BEGIN MATERIAL FOR THIS TASK

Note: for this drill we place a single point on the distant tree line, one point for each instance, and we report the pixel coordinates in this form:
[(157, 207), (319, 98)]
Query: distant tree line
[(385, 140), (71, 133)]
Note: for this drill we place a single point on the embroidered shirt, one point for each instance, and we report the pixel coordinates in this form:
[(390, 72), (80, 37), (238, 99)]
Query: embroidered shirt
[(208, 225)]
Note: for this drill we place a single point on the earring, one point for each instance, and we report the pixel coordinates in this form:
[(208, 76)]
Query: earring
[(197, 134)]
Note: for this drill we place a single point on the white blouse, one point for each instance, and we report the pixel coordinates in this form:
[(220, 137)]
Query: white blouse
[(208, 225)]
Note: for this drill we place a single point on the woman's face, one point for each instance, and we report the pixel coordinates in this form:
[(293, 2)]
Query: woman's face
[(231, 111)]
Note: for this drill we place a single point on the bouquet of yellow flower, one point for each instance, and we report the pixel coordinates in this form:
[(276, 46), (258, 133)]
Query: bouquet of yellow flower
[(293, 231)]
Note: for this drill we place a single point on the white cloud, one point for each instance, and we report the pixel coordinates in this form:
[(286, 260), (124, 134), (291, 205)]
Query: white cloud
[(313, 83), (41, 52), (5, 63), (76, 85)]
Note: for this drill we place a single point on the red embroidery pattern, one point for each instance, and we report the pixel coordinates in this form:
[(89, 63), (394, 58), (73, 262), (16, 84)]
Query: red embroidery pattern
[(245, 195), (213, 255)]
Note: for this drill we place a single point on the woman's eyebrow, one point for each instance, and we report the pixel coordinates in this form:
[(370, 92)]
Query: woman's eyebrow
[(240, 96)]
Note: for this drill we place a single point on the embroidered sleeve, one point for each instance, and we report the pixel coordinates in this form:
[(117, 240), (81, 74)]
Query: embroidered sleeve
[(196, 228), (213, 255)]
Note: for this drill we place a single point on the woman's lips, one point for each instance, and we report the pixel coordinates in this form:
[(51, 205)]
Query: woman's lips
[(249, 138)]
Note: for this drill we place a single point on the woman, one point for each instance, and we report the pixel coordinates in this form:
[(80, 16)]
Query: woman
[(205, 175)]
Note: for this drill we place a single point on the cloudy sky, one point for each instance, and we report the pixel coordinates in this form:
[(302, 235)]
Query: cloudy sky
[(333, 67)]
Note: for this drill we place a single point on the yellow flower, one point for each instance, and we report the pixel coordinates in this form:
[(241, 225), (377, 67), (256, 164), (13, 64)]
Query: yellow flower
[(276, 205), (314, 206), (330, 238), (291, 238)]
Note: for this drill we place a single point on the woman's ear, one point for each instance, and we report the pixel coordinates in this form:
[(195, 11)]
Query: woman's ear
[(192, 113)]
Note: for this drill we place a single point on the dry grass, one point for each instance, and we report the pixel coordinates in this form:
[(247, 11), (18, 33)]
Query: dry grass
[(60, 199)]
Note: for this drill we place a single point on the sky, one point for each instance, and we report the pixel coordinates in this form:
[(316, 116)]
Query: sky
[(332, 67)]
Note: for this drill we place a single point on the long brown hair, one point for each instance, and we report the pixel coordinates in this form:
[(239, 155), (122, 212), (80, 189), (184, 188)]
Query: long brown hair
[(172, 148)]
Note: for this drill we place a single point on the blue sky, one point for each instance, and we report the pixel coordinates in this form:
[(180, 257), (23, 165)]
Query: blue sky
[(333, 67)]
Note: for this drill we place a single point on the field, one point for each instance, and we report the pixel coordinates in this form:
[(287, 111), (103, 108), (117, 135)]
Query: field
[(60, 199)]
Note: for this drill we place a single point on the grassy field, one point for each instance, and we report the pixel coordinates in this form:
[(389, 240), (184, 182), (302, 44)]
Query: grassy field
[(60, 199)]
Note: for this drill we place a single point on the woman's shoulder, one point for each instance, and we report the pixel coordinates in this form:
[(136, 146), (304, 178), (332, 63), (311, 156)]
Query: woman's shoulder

END MATERIAL FOR THIS TASK

**REQUIRED WORK**
Some lines in the material contain "shoulder". Show all of them.

**ANSWER FOR THIS EXERCISE**
Note: for this drill we place a single point on the woman's shoulder, one point for each instance, and we report the pixel coordinates in this form:
Query: woman's shoulder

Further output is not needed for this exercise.